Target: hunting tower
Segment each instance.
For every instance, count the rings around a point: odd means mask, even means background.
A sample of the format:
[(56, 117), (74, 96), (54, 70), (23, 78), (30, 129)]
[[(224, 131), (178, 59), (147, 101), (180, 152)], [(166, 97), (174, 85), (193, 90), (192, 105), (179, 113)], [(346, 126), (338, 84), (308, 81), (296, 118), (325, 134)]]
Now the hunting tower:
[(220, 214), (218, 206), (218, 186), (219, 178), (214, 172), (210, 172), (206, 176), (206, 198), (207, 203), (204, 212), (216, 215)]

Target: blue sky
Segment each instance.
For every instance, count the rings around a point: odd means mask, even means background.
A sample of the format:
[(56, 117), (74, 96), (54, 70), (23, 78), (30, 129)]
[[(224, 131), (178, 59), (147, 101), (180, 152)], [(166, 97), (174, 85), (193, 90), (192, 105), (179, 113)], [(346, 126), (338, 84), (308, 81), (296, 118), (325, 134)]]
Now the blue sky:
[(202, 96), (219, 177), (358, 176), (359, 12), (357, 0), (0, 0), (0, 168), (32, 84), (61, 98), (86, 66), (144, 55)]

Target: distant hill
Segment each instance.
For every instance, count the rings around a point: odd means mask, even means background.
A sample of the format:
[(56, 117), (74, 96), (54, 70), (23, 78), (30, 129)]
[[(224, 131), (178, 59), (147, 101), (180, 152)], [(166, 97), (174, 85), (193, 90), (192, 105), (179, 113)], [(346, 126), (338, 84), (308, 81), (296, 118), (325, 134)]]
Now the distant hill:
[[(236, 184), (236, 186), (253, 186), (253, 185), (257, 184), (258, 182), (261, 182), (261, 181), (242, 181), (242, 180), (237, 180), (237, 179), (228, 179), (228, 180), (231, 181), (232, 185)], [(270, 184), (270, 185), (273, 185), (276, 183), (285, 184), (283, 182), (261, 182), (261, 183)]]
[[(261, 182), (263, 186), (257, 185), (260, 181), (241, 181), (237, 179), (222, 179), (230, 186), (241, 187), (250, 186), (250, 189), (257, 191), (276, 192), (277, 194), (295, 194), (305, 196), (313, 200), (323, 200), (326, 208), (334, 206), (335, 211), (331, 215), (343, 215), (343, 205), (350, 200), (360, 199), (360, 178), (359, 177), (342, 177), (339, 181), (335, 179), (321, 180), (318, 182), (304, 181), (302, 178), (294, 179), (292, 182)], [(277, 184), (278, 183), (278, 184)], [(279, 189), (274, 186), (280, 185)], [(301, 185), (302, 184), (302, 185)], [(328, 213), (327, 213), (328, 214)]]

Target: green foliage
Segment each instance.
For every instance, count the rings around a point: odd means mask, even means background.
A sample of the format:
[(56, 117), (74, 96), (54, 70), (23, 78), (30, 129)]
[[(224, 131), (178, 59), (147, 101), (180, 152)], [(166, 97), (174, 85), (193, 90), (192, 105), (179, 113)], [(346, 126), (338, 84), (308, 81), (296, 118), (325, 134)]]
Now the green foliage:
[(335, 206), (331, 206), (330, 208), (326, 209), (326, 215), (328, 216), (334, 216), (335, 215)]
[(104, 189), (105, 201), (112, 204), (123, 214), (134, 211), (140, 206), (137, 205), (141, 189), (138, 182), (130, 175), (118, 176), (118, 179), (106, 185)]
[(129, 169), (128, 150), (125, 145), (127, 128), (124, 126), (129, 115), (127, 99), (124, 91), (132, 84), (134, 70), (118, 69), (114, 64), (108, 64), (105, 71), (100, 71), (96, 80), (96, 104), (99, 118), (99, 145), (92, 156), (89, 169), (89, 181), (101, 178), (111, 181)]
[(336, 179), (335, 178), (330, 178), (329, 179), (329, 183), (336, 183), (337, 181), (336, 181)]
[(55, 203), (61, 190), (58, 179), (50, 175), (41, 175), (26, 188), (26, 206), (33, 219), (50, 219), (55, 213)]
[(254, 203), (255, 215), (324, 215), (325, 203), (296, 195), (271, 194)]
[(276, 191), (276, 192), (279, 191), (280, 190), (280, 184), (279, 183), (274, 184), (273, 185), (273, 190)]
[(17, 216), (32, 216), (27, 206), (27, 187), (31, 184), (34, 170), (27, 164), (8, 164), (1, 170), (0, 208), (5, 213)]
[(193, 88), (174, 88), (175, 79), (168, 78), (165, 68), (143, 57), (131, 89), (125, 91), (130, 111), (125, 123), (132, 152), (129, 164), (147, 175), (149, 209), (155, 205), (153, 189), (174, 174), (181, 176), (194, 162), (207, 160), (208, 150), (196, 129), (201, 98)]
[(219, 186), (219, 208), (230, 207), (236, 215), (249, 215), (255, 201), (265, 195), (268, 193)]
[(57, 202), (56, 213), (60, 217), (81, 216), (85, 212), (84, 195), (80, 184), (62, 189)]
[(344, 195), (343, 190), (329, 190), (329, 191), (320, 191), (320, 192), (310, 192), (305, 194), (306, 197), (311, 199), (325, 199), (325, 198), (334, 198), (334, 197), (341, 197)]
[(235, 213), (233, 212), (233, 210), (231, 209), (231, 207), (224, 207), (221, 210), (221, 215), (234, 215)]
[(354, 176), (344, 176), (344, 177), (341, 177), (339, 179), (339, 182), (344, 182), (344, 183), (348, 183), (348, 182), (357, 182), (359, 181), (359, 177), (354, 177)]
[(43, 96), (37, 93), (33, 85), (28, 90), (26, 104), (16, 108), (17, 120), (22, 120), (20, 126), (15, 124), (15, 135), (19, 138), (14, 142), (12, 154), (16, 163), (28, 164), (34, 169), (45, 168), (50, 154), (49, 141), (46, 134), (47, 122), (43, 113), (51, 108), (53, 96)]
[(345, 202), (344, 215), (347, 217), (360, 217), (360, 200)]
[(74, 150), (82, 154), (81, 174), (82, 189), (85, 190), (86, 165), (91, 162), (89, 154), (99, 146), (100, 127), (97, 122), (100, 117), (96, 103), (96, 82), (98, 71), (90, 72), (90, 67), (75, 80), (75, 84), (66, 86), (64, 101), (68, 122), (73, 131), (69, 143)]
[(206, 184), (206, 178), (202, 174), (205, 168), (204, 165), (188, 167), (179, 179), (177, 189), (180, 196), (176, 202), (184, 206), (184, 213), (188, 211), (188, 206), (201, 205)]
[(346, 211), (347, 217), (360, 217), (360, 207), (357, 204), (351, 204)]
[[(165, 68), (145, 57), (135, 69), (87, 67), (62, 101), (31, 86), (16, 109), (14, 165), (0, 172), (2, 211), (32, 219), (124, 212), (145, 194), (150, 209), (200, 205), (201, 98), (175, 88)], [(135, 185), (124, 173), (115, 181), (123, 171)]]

......

WHAT YOU WILL DO.
When a line in the material above includes the word "Target", copy that line.

SOLUTION TO THIS TASK.
Target: hunting tower
Target: blue sky
Target: distant hill
Target: green foliage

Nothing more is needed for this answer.